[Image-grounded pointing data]

_ _ _ _ _

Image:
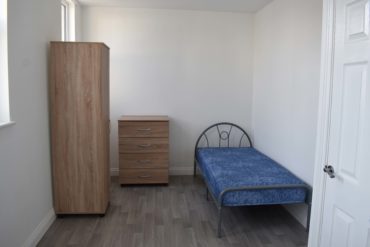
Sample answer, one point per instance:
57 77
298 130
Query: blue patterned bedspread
225 168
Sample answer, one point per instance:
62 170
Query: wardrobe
79 120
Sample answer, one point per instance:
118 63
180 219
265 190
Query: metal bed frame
223 132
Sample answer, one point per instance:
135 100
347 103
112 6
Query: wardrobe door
79 128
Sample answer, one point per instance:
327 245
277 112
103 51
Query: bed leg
219 222
195 169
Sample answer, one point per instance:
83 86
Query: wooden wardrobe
79 116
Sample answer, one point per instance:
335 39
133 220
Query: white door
346 207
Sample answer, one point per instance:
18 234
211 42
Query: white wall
287 41
194 66
25 176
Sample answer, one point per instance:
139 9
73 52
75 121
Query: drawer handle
147 129
145 145
144 161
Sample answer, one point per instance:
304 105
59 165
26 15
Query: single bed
236 174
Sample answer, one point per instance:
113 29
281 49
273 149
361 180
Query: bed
236 174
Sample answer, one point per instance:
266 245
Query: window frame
5 117
68 20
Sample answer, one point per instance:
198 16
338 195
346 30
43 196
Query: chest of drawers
143 149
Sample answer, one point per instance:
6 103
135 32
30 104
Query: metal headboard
224 134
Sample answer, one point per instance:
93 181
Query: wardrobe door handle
144 161
147 129
145 145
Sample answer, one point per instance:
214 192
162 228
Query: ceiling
248 6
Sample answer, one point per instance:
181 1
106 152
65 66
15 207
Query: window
68 20
4 81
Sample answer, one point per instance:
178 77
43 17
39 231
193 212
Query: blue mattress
225 168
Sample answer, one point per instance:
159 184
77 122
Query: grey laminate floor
175 216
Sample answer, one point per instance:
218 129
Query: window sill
6 124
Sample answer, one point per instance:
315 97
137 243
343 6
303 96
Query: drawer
146 160
143 176
143 145
143 129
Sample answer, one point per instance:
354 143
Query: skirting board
174 171
40 230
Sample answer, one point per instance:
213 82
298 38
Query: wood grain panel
79 104
146 160
143 176
143 145
143 129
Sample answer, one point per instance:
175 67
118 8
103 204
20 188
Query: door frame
323 124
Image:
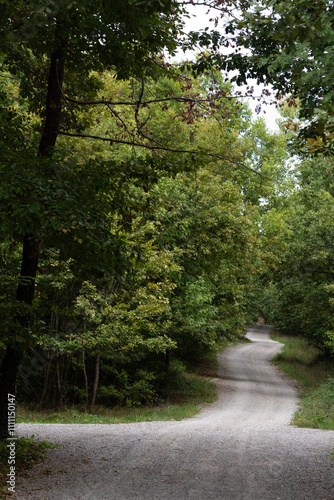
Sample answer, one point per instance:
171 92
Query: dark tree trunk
96 380
26 287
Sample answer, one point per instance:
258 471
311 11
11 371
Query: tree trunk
14 351
26 287
85 377
96 380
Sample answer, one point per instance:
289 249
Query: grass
187 395
27 454
314 375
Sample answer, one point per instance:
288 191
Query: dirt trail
239 448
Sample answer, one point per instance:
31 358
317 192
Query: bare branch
111 141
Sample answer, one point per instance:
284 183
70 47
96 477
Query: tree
289 44
52 47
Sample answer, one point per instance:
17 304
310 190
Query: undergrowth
314 374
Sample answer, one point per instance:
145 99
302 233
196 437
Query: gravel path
239 448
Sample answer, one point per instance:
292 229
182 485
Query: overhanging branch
161 148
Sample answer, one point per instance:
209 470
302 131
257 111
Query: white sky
200 20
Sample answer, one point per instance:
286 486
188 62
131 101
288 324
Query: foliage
290 45
299 291
314 374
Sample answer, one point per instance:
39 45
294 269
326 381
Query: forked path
240 448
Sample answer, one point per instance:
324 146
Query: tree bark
96 380
30 252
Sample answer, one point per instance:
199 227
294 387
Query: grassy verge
315 377
184 402
27 454
187 393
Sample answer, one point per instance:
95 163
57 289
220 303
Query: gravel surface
239 448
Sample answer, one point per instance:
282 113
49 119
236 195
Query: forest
147 217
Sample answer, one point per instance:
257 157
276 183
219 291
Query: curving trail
239 448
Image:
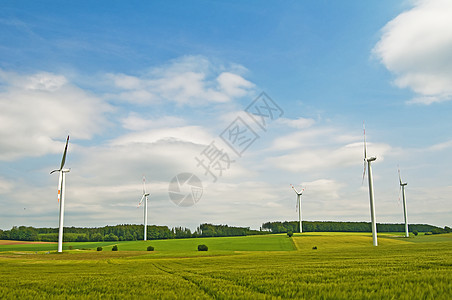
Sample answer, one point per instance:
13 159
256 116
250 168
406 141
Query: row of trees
129 232
328 226
124 232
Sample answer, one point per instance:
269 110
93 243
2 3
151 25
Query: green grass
276 242
344 266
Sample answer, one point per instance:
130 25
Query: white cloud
39 109
299 123
416 47
6 186
191 134
137 123
190 80
315 149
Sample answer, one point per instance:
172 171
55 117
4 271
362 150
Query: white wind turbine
368 160
299 205
402 187
61 195
145 198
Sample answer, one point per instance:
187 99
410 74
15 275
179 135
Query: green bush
202 248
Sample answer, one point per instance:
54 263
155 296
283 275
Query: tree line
125 232
130 232
329 226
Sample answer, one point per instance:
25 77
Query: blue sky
143 88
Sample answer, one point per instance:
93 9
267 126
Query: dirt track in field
11 242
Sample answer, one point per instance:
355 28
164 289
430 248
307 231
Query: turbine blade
365 146
63 161
141 201
364 173
144 185
60 183
294 189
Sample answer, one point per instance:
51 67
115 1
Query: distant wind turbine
61 195
402 188
299 205
368 160
145 198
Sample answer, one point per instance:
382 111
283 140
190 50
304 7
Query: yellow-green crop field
344 266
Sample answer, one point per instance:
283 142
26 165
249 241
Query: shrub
202 248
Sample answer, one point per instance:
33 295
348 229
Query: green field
344 266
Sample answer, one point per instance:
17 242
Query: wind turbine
299 205
402 187
61 195
368 160
145 198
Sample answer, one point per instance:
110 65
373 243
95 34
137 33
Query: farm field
344 266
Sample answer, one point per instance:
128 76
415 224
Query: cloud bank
417 47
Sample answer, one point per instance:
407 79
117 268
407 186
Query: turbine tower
402 187
145 198
368 160
299 205
61 195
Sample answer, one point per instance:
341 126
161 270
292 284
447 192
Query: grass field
344 266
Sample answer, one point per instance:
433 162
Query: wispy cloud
39 109
416 47
190 80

_ _ _ _ _

▶ **Work to be completed**
Repeat the data above exactly, leaving out any pictures it holds.

▶ **Your response**
Image:
Sample answer, one point per instance:
57 77
298 130
Query: blue patterned bedspread
225 168
Sample answer, one point per instance:
62 170
Query: wardrobe
79 120
Sample answer, one point per instance:
118 63
180 219
265 190
Query: metal bed frame
223 132
Sample answer, one point per instance:
135 100
347 103
112 6
Query: wardrobe door
79 128
Sample answer, one point per instance:
327 245
277 112
103 51
Query: bed leg
219 222
195 169
Sample answer, one point per instance:
83 86
Query: wooden wardrobe
79 116
Sample answer, one point per instance:
335 39
133 220
Query: white door
346 207
Sample answer, one point per instance:
18 234
211 42
Query: white wall
287 41
194 66
25 176
Sample answer, one point per instance:
139 9
73 52
75 121
Query: drawer handle
147 129
145 145
144 161
Sample answer, one point per instance:
304 105
59 165
26 15
Query: single bed
236 174
Sample answer, one point per instance:
113 29
281 49
273 149
361 180
Query: bed
236 174
Sample answer, one point per instance:
266 245
Query: window frame
5 117
68 20
Sample answer, one point per instance:
198 16
338 195
346 30
43 196
Query: chest of drawers
143 149
Sample answer, one point per instance:
6 103
135 32
30 104
Query: metal headboard
224 134
Sample answer, one point per instance:
93 181
Query: wardrobe door handle
144 161
147 129
145 145
Sample answer, one point per instance:
214 192
162 228
Query: ceiling
248 6
Sample answer, one point per instance:
181 1
106 152
65 66
15 207
Query: window
68 20
4 81
Sample answer, one point per instance:
178 77
43 17
39 231
193 212
Query: blue mattress
225 168
Sample answer, one point per instance:
159 184
77 122
Query: grey laminate floor
175 216
Sample answer, one point per instance:
218 129
Query: window sill
6 124
Sample answer, one point per instance:
315 97
137 243
343 6
303 96
Query: drawer
146 160
143 176
143 145
143 129
Sample answer, one point per instance:
354 143
Query: skirting board
174 171
40 230
Sample answer, one point per instance:
213 82
298 38
Query: wood grain panel
79 104
146 160
143 176
143 145
143 129
Sample answer, one point per instance:
175 67
118 8
103 204
20 188
Query: door frame
323 124
Image:
Sample answer, one point per instance:
171 92
Query: dark tree trunk
96 380
26 287
Sample answer, one point per instance:
258 471
311 11
11 371
Query: tree trunk
14 351
26 287
85 377
96 380
Sample answer, one point per instance:
289 249
Query: grass
187 395
27 454
314 375
Sample answer, one point per instance:
288 191
Query: dirt trail
239 448
Sample answer, one point per instance:
31 358
317 192
Query: bare branch
111 141
Sample answer, one point per instance:
284 183
70 47
96 477
Query: tree
289 44
52 47
Sample answer, one point per instance:
17 304
310 190
Query: undergrowth
314 374
Sample answer, one point per instance:
145 99
302 233
196 437
Query: gravel path
239 448
Sample answer, one point per instance:
292 229
182 485
Query: overhanging branch
161 148
Sample answer, one point per instance:
209 470
302 131
257 111
Query: white sky
200 20
Sample answer, one point per instance:
286 486
188 62
131 101
288 324
Query: foliage
290 45
299 291
314 374
Sample answer, one point per instance:
39 45
294 269
326 381
Query: forked path
240 448
Sample answer, one point per instance:
324 146
Query: tree bark
96 380
30 252
Sample answer, one point per instance:
199 227
294 387
Query: grassy verge
315 377
184 402
27 454
187 393
Sample answer, one point per instance:
95 163
57 289
220 303
Query: gravel surface
239 448
Sample answer, one point per instance:
282 113
49 119
236 195
Query: forest
147 217
Sample answer, one point per instance:
257 157
276 183
219 291
Query: curving trail
239 448
Image:
Sample answer, one point per instance:
13 159
256 116
250 168
406 141
Query: row of trees
129 232
328 226
124 232
Sample answer, one point per instance:
269 110
93 243
2 3
151 25
Query: green grass
276 242
344 266
Sample answer, one point per instance:
130 25
Query: white cloud
39 109
299 123
416 47
6 186
191 134
137 123
190 80
315 149
Sample answer, one point per instance:
172 171
55 117
4 271
362 150
Query: white wind turbine
368 160
299 205
402 187
61 195
145 198
Sample answer, one point per instance:
187 99
410 74
15 275
179 135
Query: green bush
202 248
Sample answer, one point per instance:
54 263
155 296
283 275
Query: tree line
125 232
130 232
329 226
Sample answer, one point per instance:
25 77
Query: blue sky
143 88
Sample answer, one point per instance:
93 9
267 126
Query: dirt track in field
11 242
Sample answer, one point per instance:
355 28
164 289
430 248
307 231
Query: turbine blade
365 146
63 161
141 201
364 173
144 185
60 183
294 189
Sample answer, one point per instance:
51 67
115 1
Query: distant wind turbine
61 195
402 188
299 205
368 160
145 198
Sample answer, one point per instance:
382 111
283 140
190 50
304 7
Query: yellow-green crop field
344 266
Sample answer, one point per instance:
283 142
26 165
249 241
Query: shrub
202 248
Sample answer, one point per instance:
33 295
348 229
Query: green field
344 266
Sample answer, one point per instance:
17 242
Query: wind turbine
299 205
402 187
61 195
368 160
145 198
Sample answer, one point per instance:
110 65
373 243
95 34
137 33
Query: farm field
344 266
Sample answer, one point per instance:
128 76
415 224
Query: cloud bank
417 47
Sample answer, one point per instance:
407 79
117 268
407 186
Query: turbine tower
402 187
145 198
368 160
299 205
61 195
Sample answer, one point per instance:
341 126
161 270
292 284
447 192
Query: grass field
344 266
Sample answer, one point per instance:
433 162
Query: wispy cloud
39 109
416 47
190 80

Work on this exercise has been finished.